Start of GIVEN RECORDS

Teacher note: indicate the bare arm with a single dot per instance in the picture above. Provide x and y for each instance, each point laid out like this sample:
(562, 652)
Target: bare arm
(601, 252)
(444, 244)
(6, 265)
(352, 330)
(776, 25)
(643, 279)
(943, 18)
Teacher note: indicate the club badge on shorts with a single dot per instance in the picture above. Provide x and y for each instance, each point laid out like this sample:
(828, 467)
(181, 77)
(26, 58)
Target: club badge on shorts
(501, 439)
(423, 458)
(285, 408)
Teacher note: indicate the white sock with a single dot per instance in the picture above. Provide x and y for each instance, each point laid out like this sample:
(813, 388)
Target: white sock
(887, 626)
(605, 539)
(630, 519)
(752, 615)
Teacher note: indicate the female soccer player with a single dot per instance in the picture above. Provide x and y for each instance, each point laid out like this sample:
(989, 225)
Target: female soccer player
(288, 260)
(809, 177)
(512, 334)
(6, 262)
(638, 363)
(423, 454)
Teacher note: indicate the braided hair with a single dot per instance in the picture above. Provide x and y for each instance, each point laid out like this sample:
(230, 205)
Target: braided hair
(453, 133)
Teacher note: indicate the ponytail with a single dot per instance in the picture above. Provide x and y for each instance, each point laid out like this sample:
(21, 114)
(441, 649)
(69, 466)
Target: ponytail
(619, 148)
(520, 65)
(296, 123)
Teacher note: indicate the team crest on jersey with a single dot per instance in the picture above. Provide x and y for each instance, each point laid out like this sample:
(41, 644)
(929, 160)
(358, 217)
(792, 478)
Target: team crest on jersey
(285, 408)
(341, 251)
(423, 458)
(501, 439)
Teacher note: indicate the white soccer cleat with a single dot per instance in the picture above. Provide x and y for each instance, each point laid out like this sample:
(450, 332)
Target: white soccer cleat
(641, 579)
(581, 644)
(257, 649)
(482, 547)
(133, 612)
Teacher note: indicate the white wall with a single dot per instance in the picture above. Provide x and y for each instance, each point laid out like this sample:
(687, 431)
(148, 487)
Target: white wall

End of GIVEN RECORDS

**REQUIRED WORK**
Arrange the lines of the items above as a Markdown table with the columns Row and Line, starting with the line that contains "Teacher note: indicate the white wall" and continuing through the end of the items. Number each line in Row and leave out any blank lines.

**OUTPUT FOR THIS TASK**
| Row | Line |
|---|---|
| 1 | Teacher note: indicate the white wall with a single dot per instance in the picture above. Provide x and y for each instance, each point laid out like this sample: |
| 2 | (687, 431) |
| 3 | (148, 487) |
| 4 | Target: white wall |